— TEXT UNDER STUDY —
Attention Models in Image and Caption Generation | Columbia Advanced Machine Learning Seminar

We read two papers last Thursday: the “DRAW” paper by Gregor et al, 2014 and the “Show, Attend, Tell” paper by Xu et al, 2015. Both embed an attention model in deep neural networks (DNNs). The first paper generates images that attempt to match the distribution of input images while the second paper generates captions for images. With the attention model, both models output data over multiple time steps, focusing on one region of the image per step. To implement this sequential generative process, both models used long short-term memory units (LSTMs) as one layer of the network.

DRAW: A Recurrent Neural Network For Image Generation

This paper is based on the following two ideas: a) the generation of an image should be refined in multiple steps; and b) in each of multiple steps of refinement, the model should focus its attention only on as small region of the image.

As a DNN, the model is a combination of an LSTM and an auto-encoder. Model representation of the draw model is shown in the following image (Fig. 2 of the paper).

The model

At each time step, data passes vertically from the bottom to the top.

Input: $x$ and $x - \sigma(c_{t-1})$ , (the latter is the residual of the last step’s fitting)

— RECORD SET —
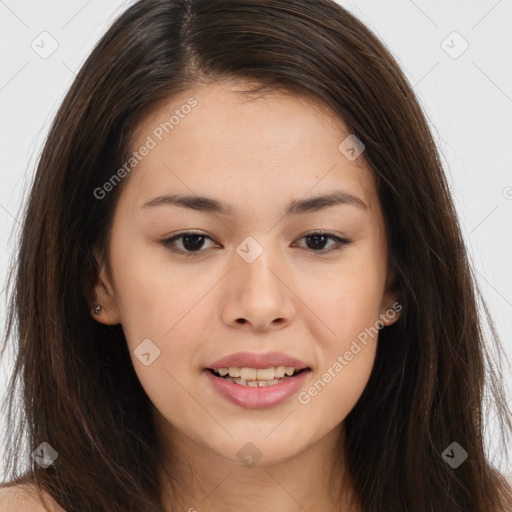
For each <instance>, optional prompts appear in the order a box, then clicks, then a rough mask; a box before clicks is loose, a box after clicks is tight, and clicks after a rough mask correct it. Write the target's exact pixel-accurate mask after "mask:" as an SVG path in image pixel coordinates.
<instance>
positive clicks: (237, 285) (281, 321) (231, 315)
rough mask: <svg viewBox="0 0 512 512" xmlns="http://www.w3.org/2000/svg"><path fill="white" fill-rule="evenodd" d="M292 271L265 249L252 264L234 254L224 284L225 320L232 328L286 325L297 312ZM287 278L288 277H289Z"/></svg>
mask: <svg viewBox="0 0 512 512" xmlns="http://www.w3.org/2000/svg"><path fill="white" fill-rule="evenodd" d="M289 276H290V272H289V271H287V268H286V265H285V264H284V262H282V260H280V259H279V256H278V255H275V257H272V258H271V255H270V251H267V250H264V251H263V252H262V254H261V255H260V256H258V257H257V258H256V259H255V260H254V261H252V262H251V263H249V262H247V261H245V260H244V259H243V258H241V257H239V255H238V254H235V255H234V268H233V270H232V271H231V272H229V274H228V279H227V280H226V282H225V284H224V286H225V289H224V294H223V295H224V302H223V304H222V312H221V314H222V319H223V321H224V322H225V323H226V324H227V325H229V326H230V327H233V328H237V329H240V328H243V329H248V330H253V331H265V330H269V329H270V330H278V329H282V328H285V327H286V326H288V325H289V324H290V323H291V322H292V321H293V318H294V316H295V314H296V307H295V304H294V296H295V295H294V293H293V291H292V288H291V287H290V284H289V283H288V282H289V280H290V277H289ZM287 278H288V279H287Z"/></svg>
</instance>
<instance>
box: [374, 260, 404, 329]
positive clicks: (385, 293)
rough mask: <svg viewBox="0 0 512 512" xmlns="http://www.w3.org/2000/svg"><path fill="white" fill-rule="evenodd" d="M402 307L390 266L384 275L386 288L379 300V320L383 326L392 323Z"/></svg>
mask: <svg viewBox="0 0 512 512" xmlns="http://www.w3.org/2000/svg"><path fill="white" fill-rule="evenodd" d="M402 309H403V305H402V303H401V299H400V294H399V293H398V290H397V285H396V273H395V271H394V269H393V268H390V270H389V271H388V274H387V277H386V289H385V292H384V296H383V297H382V302H381V311H380V316H379V318H380V320H381V322H382V324H383V325H384V326H389V325H392V324H394V323H395V322H396V321H397V320H398V319H399V318H400V312H401V311H402Z"/></svg>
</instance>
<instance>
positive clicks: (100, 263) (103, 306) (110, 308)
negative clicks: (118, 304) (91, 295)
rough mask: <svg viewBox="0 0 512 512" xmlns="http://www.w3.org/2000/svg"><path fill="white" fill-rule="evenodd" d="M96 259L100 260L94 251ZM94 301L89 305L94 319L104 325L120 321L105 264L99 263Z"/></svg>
mask: <svg viewBox="0 0 512 512" xmlns="http://www.w3.org/2000/svg"><path fill="white" fill-rule="evenodd" d="M95 257H96V261H98V262H99V261H100V259H98V257H97V253H96V252H95ZM93 296H94V302H93V303H92V304H91V305H90V314H91V316H92V317H93V318H94V320H96V321H98V322H100V323H102V324H105V325H117V324H119V323H121V322H120V316H119V311H118V308H117V300H116V297H115V293H114V291H113V287H112V285H111V283H110V279H109V278H108V276H107V272H106V269H105V265H104V264H102V263H100V264H99V271H98V276H97V279H96V283H95V284H94V292H93Z"/></svg>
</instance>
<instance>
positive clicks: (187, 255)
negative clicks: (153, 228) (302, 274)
mask: <svg viewBox="0 0 512 512" xmlns="http://www.w3.org/2000/svg"><path fill="white" fill-rule="evenodd" d="M190 235H198V236H201V237H203V238H205V239H209V240H213V239H212V238H211V237H209V236H208V235H205V234H203V233H198V232H195V231H184V232H182V233H179V234H177V235H175V236H173V237H171V238H168V239H165V240H162V241H161V243H162V245H163V246H164V247H166V248H167V249H169V250H170V251H171V252H174V253H176V254H180V255H182V256H185V257H187V258H188V257H193V256H197V255H200V254H201V253H203V252H206V251H207V249H206V250H201V249H200V250H198V251H183V250H181V249H176V248H175V247H173V246H172V244H173V243H174V242H175V241H176V240H178V239H180V238H185V237H186V236H190ZM315 235H320V236H325V237H327V238H330V239H331V240H334V241H335V242H336V243H337V244H338V245H337V246H334V247H331V248H330V249H327V250H325V249H322V250H319V251H315V250H314V249H307V248H306V250H309V251H311V252H313V253H316V254H327V253H330V252H333V251H338V250H340V249H342V248H343V247H344V246H346V245H348V244H350V243H352V240H348V239H346V238H340V237H339V236H336V235H334V234H333V233H329V232H326V231H313V232H311V233H307V234H306V235H303V236H301V237H300V238H310V237H311V238H312V237H314V236H315Z"/></svg>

— WORK INSTRUCTIONS —
1 – Reproduce the passage from the seminar notes on attention models, starting at "DRAW: A Recurrent" and ending at "last step’s fitting)".
2 – In the seminar notes on attention models, what two components make up the DRAW model as a DNN?

— WRITTEN ANSWERS —
1 –
DRAW: A Recurrent Neural Network For Image Generation

This paper is based on the following two ideas: a) the generation of an image should be refined in multiple steps; and b) in each of multiple steps of refinement, the model should focus its attention only on as small region of the image.

As a DNN, the model is a combination of an LSTM and an auto-encoder. Model representation of the draw model is shown in the following image (Fig. 2 of the paper).

The model

At each time step, data passes vertically from the bottom to the top.

Input: $x$ and $x - \sigma(c_{t-1})$ , (the latter is the residual of the last step’s fitting)

2 – An LSTM and an auto-encoder.